Note that unfortunatly patching in `cargo` requires that _exactly one_ version matches your
specification. If only arrow "53.0.0" had been released the above will work, but if "53.0.1" where
to be released, the specification will break and you will need to provide a more restrictive
specification like `"=53.0.0"`.

### Object Store
You may also need to patch the `object_store` version used if the version of `parquet` you depend on
depends on a different version of `object_store`. This can be done by including `object_store` in
the patch list with the required version. You can find this out by checking the `parquet` [docs.rs
page](https://docs.rs/parquet/52.2.0/parquet/index.html), switching to the version you want to use,
and then checking what version of `object_store` it depends on.

## Documentation

- [API Docs]https://docs.rs/delta_kernel/latest/delta_kernel/
- [arcitecture.md]doc/architecture.md document describing the kernel architecture (currently wip)

## Examples

There are some example programs showing how `delta-kernel-rs` can be used to interact with delta
tables. They live in the [`kernel/examples`](kernel/examples) directory.

## Development

delta-kernel-rs is still under heavy development but follows conventions adopted by most Rust
projects.

### Concepts

There are a few key concepts that will help in understanding kernel:

1. The `Engine` trait encapsulates all the functionality and engine or connector needs to provide to
   the Delta Kernel in order to read/write the Delta table.
2. The `DefaultEngine` is our default implementation of the the above trait. It lives in
   `engine/default`, and provides a reference implementation for all `Engine`
   functionality. `DefaultEngine` uses [arrow]https://docs.rs/arrow/latest/arrow/ as its in-memory
   data format.
3. A `Scan` is the entrypoint for reading data from a table.
4. A `Transaction` is the entrypoint for writing data to a table.
++++
What the task requires: Retype the delta-kernel-rs excerpt starting with "There are a" and going on through "data format.". The records have nothing to do with the delta-kernel-rs excerpt.

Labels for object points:
++++
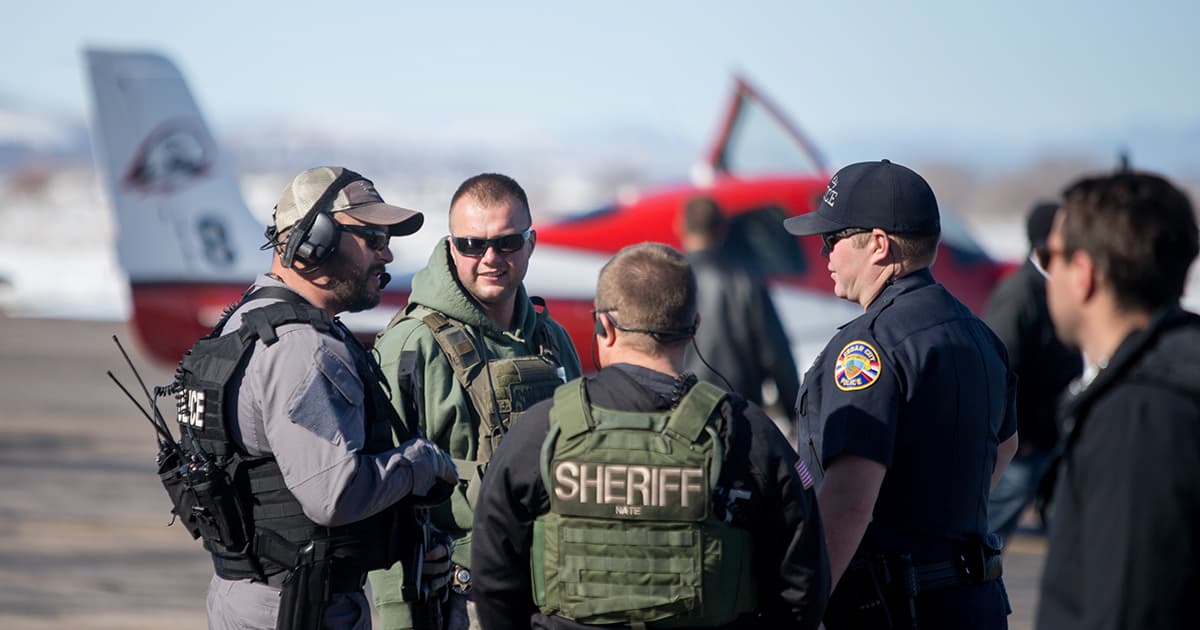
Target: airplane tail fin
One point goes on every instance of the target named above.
(180, 216)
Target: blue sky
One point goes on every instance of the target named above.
(1024, 73)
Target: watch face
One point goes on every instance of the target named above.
(462, 580)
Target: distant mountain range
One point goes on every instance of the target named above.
(592, 165)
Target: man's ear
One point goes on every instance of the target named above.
(881, 246)
(1087, 276)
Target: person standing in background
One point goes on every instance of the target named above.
(742, 339)
(1017, 312)
(1125, 538)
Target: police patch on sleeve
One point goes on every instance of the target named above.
(857, 367)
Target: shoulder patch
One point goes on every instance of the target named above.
(857, 367)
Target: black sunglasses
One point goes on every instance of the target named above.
(373, 238)
(831, 238)
(475, 246)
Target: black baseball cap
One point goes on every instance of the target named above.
(873, 195)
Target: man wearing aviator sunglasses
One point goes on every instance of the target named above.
(483, 352)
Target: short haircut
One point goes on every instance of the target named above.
(917, 251)
(1140, 232)
(491, 189)
(702, 216)
(649, 286)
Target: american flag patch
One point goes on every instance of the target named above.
(805, 475)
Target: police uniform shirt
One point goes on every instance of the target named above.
(300, 400)
(779, 509)
(921, 385)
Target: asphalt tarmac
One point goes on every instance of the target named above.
(84, 537)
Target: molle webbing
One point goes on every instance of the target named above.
(630, 537)
(274, 523)
(498, 389)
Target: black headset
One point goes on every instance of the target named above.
(315, 238)
(661, 336)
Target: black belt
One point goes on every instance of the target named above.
(955, 573)
(341, 580)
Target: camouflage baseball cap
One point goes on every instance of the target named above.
(357, 198)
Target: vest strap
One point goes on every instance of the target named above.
(693, 413)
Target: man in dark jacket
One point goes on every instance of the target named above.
(1018, 313)
(1125, 540)
(606, 505)
(742, 339)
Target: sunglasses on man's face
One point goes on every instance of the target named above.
(475, 246)
(375, 238)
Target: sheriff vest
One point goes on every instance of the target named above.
(629, 485)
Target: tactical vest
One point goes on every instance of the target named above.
(499, 389)
(630, 537)
(250, 521)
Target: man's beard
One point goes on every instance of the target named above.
(352, 287)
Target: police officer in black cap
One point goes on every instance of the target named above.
(909, 412)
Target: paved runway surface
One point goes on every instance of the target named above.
(84, 541)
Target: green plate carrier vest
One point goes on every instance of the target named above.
(501, 389)
(250, 521)
(630, 537)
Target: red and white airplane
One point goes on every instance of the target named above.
(190, 245)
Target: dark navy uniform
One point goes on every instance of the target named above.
(921, 385)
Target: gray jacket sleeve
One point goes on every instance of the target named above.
(311, 403)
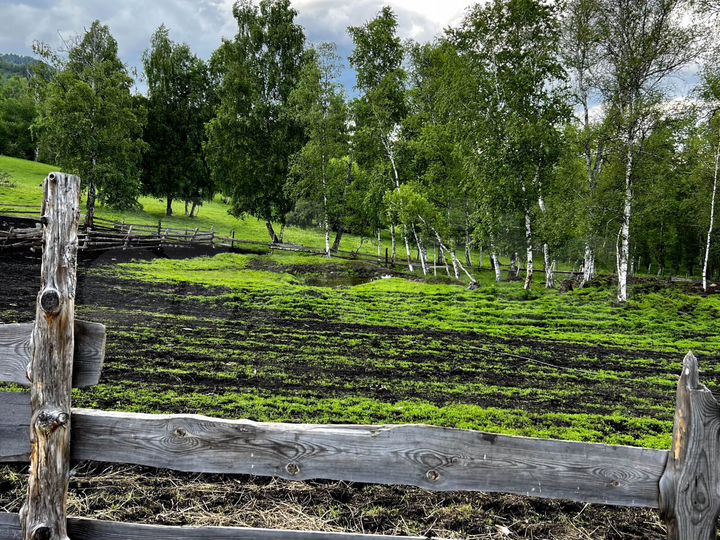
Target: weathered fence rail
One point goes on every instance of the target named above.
(58, 352)
(435, 458)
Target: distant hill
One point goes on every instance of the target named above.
(14, 64)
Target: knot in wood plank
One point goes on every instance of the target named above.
(49, 421)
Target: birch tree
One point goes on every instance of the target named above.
(179, 105)
(377, 59)
(642, 44)
(89, 123)
(252, 136)
(318, 171)
(710, 91)
(514, 46)
(582, 58)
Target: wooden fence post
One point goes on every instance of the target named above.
(50, 370)
(690, 485)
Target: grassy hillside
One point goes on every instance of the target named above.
(28, 177)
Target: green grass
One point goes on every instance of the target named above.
(247, 336)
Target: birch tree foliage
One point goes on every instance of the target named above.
(89, 122)
(179, 105)
(377, 59)
(253, 135)
(318, 171)
(642, 44)
(514, 46)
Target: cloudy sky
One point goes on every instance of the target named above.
(202, 23)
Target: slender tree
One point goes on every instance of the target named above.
(377, 59)
(318, 171)
(642, 43)
(253, 134)
(90, 123)
(514, 47)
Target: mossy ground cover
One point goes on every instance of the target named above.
(28, 176)
(248, 336)
(255, 336)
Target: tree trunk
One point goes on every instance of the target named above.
(338, 238)
(456, 264)
(549, 268)
(327, 236)
(588, 265)
(407, 249)
(90, 216)
(624, 252)
(528, 242)
(422, 253)
(273, 237)
(393, 243)
(712, 218)
(496, 265)
(50, 370)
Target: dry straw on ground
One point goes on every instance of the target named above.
(136, 494)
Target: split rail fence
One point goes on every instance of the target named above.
(58, 352)
(107, 234)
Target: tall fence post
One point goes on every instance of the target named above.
(50, 370)
(690, 485)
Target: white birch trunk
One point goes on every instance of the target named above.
(407, 249)
(528, 241)
(421, 252)
(393, 242)
(456, 264)
(588, 264)
(496, 266)
(549, 268)
(624, 253)
(712, 217)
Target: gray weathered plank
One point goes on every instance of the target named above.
(92, 529)
(14, 427)
(434, 458)
(15, 353)
(51, 367)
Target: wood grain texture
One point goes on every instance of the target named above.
(690, 485)
(53, 344)
(91, 529)
(16, 353)
(439, 459)
(14, 427)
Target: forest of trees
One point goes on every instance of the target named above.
(531, 130)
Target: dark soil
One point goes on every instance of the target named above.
(146, 495)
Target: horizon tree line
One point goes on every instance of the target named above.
(530, 128)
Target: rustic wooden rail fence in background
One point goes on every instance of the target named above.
(108, 234)
(58, 352)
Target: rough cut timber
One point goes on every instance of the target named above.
(92, 529)
(435, 458)
(43, 515)
(16, 353)
(690, 486)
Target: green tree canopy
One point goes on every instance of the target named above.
(90, 123)
(253, 135)
(179, 104)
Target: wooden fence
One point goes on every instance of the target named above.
(58, 352)
(108, 234)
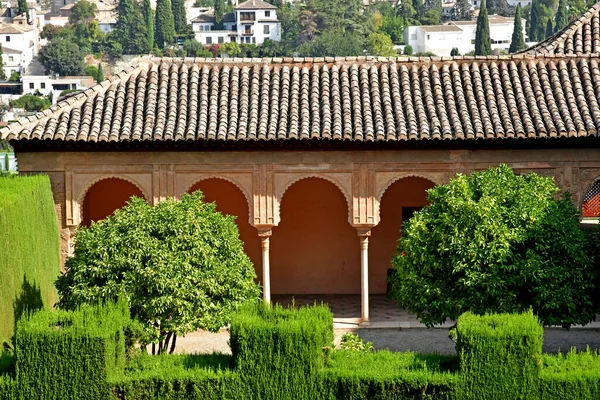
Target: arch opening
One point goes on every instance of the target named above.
(230, 200)
(398, 203)
(314, 250)
(105, 197)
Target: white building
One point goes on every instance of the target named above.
(440, 39)
(46, 84)
(21, 38)
(253, 21)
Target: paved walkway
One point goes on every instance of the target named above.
(390, 328)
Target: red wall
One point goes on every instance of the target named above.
(314, 249)
(230, 200)
(407, 192)
(106, 196)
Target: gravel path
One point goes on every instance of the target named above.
(414, 339)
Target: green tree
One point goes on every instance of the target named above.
(23, 8)
(219, 14)
(82, 12)
(61, 56)
(562, 16)
(2, 74)
(149, 19)
(495, 242)
(380, 44)
(180, 265)
(549, 28)
(164, 33)
(132, 29)
(462, 10)
(483, 44)
(179, 17)
(518, 42)
(100, 76)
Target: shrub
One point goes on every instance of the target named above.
(69, 355)
(180, 264)
(279, 352)
(495, 242)
(500, 356)
(29, 250)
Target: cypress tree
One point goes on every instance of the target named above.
(131, 28)
(100, 76)
(165, 24)
(149, 19)
(517, 43)
(179, 17)
(562, 16)
(219, 14)
(483, 46)
(549, 28)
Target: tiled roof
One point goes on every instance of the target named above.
(581, 36)
(255, 5)
(336, 99)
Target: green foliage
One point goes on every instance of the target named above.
(332, 44)
(518, 42)
(280, 351)
(387, 375)
(483, 43)
(62, 56)
(82, 12)
(180, 264)
(149, 18)
(70, 354)
(495, 242)
(179, 17)
(570, 376)
(31, 102)
(100, 75)
(380, 44)
(353, 342)
(500, 356)
(30, 259)
(132, 28)
(164, 28)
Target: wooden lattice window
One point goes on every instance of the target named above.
(591, 202)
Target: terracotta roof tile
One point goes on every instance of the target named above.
(353, 99)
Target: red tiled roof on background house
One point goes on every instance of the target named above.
(358, 99)
(582, 36)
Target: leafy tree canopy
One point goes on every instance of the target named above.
(495, 242)
(180, 265)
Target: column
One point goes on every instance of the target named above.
(364, 275)
(265, 243)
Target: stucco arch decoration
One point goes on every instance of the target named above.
(93, 180)
(330, 179)
(229, 179)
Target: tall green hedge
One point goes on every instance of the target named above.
(279, 352)
(500, 356)
(29, 248)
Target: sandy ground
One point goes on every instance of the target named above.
(414, 339)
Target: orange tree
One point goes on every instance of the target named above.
(495, 242)
(180, 265)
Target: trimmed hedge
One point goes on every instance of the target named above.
(279, 352)
(69, 355)
(29, 248)
(500, 356)
(387, 375)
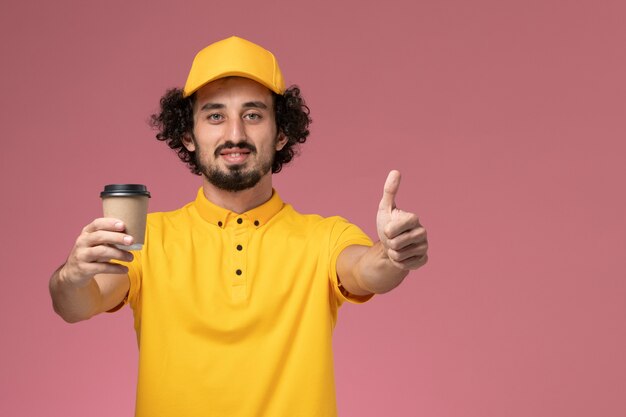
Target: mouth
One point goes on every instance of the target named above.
(235, 156)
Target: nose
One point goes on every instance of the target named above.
(236, 130)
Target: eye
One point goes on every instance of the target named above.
(214, 117)
(252, 116)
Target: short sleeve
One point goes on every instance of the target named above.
(344, 234)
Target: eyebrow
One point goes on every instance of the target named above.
(247, 105)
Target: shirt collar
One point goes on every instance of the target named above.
(221, 217)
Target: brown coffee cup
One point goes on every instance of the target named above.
(129, 203)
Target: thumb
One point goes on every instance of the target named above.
(388, 202)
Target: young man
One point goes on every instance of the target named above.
(235, 295)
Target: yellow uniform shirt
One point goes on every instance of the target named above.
(234, 312)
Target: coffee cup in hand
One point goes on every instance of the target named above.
(129, 203)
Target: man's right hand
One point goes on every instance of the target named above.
(93, 251)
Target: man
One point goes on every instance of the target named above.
(235, 295)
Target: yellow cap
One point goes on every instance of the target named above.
(234, 57)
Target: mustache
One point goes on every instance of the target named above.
(229, 144)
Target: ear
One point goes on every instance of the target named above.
(188, 142)
(281, 141)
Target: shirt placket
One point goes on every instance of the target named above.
(241, 238)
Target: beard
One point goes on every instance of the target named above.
(235, 177)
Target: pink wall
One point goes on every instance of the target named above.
(506, 118)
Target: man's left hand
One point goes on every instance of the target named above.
(400, 232)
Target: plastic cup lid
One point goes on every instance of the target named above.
(124, 190)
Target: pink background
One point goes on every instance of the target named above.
(506, 118)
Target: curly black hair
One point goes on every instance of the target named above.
(175, 120)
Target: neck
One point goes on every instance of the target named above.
(239, 201)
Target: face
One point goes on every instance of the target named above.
(234, 136)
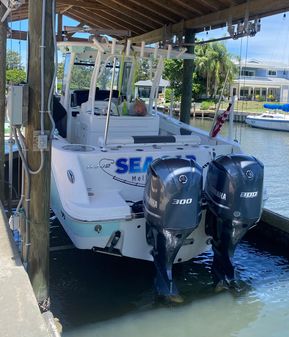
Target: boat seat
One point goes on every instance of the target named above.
(81, 96)
(92, 127)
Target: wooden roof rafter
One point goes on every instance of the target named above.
(152, 20)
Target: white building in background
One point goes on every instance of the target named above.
(265, 81)
(143, 88)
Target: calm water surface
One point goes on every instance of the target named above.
(272, 148)
(103, 296)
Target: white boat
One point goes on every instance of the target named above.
(271, 121)
(102, 164)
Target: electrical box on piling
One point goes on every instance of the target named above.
(17, 104)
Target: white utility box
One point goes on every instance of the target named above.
(17, 104)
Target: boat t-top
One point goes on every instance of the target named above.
(131, 181)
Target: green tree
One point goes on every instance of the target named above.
(213, 62)
(15, 76)
(173, 71)
(15, 72)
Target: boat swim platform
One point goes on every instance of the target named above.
(19, 311)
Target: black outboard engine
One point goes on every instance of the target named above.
(172, 208)
(234, 192)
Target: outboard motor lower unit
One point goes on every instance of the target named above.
(234, 192)
(172, 207)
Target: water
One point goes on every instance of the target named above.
(272, 148)
(104, 296)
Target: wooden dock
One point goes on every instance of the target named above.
(20, 314)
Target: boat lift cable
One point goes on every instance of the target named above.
(22, 153)
(240, 127)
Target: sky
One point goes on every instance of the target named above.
(270, 44)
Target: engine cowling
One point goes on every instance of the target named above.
(172, 197)
(234, 193)
(172, 208)
(234, 188)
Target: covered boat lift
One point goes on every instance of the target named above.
(149, 21)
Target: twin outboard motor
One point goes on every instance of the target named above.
(172, 208)
(234, 192)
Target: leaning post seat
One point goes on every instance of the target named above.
(80, 96)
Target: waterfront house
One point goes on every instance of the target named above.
(262, 81)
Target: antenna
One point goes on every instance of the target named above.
(11, 5)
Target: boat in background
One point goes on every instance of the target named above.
(271, 121)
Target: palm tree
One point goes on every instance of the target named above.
(212, 63)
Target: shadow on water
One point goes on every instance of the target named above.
(93, 291)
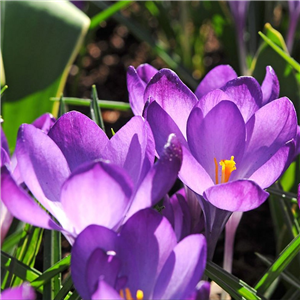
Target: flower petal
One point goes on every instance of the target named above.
(183, 269)
(172, 95)
(268, 130)
(270, 86)
(79, 138)
(147, 239)
(246, 93)
(132, 148)
(105, 291)
(136, 87)
(215, 79)
(160, 178)
(220, 135)
(42, 166)
(97, 193)
(92, 238)
(240, 195)
(21, 205)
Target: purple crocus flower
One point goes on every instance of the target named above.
(294, 12)
(143, 261)
(22, 292)
(43, 123)
(218, 77)
(76, 173)
(228, 146)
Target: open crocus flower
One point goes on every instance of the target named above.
(22, 292)
(143, 261)
(234, 146)
(64, 173)
(138, 80)
(44, 123)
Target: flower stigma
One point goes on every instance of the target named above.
(228, 166)
(127, 295)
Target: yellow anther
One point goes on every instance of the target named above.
(228, 166)
(139, 295)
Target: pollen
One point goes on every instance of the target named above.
(228, 166)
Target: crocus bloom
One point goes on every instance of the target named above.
(230, 152)
(64, 173)
(143, 261)
(294, 12)
(22, 292)
(44, 123)
(138, 79)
++++
Solution:
There are a few key concepts that will help in understanding kernel:

1. The `Engine` trait encapsulates all the functionality and engine or connector needs to provide to
   the Delta Kernel in order to read/write the Delta table.
2. The `DefaultEngine` is our default implementation of the the above trait. It lives in
   `engine/default`, and provides a reference implementation for all `Engine`
   functionality. `DefaultEngine` uses [arrow]https://docs.rs/arrow/latest/arrow/ as its in-memory
   data format.